* [Directions]
Could the lines from the one with "of the mound" through the end of the listing be restated exactly, with nothing else included?

>>>

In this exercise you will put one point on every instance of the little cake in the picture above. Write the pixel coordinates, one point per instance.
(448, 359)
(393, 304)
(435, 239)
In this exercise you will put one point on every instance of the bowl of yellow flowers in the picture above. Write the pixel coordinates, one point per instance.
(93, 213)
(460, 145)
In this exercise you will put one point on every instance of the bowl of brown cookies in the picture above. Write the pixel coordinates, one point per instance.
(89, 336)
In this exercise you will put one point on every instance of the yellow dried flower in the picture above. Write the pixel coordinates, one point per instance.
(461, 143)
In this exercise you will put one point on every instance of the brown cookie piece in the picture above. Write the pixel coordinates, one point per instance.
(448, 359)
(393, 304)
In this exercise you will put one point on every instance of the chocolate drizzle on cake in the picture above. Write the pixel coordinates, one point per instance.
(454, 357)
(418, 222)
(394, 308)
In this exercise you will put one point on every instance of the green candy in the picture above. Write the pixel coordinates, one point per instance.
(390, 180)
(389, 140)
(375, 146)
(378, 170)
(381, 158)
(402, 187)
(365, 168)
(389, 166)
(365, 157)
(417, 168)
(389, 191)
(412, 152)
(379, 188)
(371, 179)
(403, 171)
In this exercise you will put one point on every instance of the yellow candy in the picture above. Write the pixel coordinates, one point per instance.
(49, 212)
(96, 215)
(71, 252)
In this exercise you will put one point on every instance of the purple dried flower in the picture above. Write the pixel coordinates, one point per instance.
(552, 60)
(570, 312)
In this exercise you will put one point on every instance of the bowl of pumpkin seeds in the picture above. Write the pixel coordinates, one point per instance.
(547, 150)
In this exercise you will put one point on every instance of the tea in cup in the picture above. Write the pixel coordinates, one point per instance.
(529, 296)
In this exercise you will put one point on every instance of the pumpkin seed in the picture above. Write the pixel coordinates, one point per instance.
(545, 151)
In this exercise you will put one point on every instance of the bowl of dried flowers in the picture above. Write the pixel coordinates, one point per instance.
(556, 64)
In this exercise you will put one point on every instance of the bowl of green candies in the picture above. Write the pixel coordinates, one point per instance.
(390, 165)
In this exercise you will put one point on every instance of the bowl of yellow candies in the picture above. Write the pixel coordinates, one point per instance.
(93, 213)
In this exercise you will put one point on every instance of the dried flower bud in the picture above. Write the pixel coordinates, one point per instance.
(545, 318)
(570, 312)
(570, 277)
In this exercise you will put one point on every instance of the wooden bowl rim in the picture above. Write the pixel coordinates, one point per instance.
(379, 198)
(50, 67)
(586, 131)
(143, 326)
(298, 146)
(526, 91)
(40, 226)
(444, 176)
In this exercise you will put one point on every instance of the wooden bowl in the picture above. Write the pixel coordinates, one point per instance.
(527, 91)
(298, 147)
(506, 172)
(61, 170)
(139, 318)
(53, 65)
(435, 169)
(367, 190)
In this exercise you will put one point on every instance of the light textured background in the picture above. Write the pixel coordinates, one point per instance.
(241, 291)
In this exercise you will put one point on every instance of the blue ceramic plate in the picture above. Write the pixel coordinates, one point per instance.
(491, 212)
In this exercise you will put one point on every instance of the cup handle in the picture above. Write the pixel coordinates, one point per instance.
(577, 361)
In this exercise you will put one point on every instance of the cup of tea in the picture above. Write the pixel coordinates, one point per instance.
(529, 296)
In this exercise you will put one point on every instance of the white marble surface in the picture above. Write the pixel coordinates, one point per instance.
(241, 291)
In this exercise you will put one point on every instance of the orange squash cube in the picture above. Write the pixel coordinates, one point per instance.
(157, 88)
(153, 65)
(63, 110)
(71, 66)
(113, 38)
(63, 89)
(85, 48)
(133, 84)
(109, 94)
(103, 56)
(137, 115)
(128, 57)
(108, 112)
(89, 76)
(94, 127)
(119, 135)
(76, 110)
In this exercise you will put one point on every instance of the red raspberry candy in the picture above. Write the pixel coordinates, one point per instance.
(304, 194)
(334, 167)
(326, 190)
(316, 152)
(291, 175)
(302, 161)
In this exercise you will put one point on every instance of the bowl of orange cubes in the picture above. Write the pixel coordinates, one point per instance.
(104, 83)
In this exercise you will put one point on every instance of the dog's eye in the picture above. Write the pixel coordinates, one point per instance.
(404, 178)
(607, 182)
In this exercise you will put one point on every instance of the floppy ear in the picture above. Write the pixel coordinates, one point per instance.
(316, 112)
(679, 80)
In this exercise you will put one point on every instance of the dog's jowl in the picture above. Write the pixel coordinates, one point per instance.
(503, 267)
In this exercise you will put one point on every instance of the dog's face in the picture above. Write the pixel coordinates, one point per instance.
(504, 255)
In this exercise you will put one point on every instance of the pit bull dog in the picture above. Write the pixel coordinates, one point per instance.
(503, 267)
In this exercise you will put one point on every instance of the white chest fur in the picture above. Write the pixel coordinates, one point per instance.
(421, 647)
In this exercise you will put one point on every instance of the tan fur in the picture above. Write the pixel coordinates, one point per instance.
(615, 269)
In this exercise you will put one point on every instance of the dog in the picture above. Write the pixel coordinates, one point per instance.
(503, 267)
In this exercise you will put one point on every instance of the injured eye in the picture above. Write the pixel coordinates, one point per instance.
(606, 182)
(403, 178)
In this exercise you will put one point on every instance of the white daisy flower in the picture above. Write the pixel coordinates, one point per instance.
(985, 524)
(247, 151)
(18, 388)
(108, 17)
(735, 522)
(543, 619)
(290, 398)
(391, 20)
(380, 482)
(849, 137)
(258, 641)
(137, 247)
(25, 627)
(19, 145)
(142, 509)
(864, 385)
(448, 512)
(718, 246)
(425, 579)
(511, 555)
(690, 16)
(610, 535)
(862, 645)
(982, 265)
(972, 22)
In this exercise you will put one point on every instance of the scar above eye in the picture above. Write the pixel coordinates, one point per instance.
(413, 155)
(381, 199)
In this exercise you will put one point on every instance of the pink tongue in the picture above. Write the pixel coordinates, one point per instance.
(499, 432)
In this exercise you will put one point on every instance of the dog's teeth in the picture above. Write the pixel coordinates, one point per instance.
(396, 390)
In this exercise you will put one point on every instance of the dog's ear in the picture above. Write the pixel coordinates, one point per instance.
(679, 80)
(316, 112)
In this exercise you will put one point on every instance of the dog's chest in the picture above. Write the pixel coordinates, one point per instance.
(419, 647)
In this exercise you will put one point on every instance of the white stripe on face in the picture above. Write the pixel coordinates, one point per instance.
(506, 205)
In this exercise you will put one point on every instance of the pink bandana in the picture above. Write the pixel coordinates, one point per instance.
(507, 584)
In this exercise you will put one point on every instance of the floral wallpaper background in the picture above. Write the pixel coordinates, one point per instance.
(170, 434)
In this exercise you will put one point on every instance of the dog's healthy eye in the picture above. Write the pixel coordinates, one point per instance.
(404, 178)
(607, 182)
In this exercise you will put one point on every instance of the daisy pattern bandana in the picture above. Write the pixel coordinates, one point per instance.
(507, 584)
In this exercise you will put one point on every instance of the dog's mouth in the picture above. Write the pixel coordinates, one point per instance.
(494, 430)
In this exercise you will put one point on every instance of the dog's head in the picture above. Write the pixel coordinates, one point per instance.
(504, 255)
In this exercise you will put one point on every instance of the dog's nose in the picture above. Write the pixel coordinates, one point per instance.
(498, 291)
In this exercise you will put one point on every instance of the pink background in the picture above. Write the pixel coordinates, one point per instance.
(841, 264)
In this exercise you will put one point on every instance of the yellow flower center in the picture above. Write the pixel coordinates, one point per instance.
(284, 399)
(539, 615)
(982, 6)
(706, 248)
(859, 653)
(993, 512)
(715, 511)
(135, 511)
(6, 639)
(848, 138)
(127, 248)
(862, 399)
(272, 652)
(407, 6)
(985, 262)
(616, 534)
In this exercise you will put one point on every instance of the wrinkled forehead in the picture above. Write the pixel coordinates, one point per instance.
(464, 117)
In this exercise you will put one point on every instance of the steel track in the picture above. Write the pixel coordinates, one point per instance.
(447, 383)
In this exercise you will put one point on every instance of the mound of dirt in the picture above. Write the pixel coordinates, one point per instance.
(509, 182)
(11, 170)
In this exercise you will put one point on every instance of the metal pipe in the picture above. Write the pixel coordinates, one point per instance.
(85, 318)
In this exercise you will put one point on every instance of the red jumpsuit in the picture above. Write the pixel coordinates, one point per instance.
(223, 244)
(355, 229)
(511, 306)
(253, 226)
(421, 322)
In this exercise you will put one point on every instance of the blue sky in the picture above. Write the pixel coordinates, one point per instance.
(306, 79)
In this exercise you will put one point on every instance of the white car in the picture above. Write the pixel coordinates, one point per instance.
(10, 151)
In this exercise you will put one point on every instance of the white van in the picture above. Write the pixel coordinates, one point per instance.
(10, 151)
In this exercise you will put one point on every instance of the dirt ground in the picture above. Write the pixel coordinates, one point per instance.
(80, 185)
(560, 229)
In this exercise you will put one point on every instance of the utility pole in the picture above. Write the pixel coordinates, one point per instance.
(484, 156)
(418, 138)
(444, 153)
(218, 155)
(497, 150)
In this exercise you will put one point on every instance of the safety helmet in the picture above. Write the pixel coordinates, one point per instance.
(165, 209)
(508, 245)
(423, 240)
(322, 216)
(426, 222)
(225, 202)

<<<

* [Task answer]
In this exercise you will put one point on every instance of the mound of dirt in the picture above. Write the pixel coordinates, one point per instance.
(509, 182)
(11, 170)
In this exercise you will put one point on every instance of the metal pipe in the picture above. Write the pixel coordinates, one point per instance.
(85, 318)
In this exercise you will put one point on every instance of the red jumpsuit in the picture above. Write the pixel coordinates, one point per instance.
(223, 244)
(355, 229)
(511, 306)
(253, 226)
(421, 322)
In this exercise you will put one point on every instance of the blue sky in the picture above. Write the pixel coordinates, one point per instance.
(306, 79)
In this exercise you will put one point on every instance of the white car in the picture above. Write the pixel coordinates, one point per instance.
(10, 151)
In this exercise you will put one point on every instance of the white van in the picture above. Write the pixel coordinates, one point per instance.
(10, 151)
In this exercise you will put one point on every instance of the dirt ground in the picture above. Write the pixel coordinates, one point per instance.
(80, 185)
(560, 229)
In this exercise you will put one point on every instance of the utility pole in the picture above. Write the pixel coordinates, one point per instance.
(484, 156)
(418, 138)
(444, 153)
(218, 155)
(497, 150)
In this exercise you will put one point on every instance of the safety helmet in the picture above. Write the pixel coordinates, one point per instance.
(165, 209)
(508, 245)
(423, 240)
(322, 216)
(426, 222)
(225, 202)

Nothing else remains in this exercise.